** START OF PROVIDED DATA **
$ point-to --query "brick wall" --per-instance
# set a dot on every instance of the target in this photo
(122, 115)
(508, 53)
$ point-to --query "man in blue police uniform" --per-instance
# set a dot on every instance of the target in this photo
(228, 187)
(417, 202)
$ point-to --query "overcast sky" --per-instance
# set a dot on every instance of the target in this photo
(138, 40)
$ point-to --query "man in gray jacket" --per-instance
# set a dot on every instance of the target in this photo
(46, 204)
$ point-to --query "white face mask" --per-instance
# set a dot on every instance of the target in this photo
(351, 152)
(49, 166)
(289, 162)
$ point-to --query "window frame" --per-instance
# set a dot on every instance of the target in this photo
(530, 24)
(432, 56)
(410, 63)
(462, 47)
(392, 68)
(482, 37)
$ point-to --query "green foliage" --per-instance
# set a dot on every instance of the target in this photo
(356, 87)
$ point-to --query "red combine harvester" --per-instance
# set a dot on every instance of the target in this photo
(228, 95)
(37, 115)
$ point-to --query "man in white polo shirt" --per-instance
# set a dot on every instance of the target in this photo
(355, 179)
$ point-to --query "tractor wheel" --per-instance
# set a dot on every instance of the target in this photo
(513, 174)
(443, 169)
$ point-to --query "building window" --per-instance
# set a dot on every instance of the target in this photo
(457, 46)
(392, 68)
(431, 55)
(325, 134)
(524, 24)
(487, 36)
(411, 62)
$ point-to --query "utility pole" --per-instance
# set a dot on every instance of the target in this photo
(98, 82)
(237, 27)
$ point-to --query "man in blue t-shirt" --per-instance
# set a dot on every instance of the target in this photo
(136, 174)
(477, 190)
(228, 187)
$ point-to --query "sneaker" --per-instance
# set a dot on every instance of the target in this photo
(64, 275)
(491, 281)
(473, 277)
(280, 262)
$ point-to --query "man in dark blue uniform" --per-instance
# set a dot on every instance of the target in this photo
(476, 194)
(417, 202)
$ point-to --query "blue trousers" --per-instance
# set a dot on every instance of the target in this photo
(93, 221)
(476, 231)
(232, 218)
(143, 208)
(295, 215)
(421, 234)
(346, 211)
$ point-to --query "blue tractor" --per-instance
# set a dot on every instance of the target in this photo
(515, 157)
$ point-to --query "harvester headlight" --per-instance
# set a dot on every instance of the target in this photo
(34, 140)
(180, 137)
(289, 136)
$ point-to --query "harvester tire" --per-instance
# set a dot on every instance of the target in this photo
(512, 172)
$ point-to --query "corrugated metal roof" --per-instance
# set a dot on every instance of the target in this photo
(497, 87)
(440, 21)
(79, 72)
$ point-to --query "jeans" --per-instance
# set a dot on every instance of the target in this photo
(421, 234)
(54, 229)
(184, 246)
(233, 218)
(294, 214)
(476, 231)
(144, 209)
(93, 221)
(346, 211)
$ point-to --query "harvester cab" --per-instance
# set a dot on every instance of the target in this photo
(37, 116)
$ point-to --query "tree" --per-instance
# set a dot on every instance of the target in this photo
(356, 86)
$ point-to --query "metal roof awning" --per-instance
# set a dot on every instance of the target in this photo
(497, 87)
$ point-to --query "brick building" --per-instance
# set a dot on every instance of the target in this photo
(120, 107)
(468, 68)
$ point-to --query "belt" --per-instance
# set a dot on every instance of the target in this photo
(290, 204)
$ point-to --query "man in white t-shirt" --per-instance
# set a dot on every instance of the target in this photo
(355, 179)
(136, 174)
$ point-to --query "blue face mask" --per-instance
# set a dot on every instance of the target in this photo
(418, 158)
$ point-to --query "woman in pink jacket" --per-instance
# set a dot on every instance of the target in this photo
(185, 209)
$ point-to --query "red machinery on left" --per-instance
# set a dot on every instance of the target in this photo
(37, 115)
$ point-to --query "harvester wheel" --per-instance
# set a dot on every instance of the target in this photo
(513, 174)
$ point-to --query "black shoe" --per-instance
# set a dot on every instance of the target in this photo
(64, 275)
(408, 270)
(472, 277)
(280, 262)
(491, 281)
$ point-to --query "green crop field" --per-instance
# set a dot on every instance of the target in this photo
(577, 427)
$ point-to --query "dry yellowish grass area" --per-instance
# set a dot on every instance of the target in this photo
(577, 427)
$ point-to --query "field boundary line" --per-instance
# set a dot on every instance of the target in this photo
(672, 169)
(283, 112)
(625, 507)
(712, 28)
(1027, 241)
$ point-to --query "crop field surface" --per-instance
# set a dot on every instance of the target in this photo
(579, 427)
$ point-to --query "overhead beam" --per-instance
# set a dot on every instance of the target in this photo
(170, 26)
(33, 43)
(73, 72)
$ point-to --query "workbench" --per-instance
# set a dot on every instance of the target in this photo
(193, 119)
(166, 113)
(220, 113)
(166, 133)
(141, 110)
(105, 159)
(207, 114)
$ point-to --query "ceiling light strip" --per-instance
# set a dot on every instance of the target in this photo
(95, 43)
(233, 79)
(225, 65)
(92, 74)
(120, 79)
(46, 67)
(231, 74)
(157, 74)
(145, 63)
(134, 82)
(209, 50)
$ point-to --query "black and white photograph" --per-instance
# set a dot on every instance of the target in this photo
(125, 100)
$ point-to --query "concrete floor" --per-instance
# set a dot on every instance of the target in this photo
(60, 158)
** END OF PROVIDED DATA **
How many rows above contain the word "jacket"? Give only the number.

2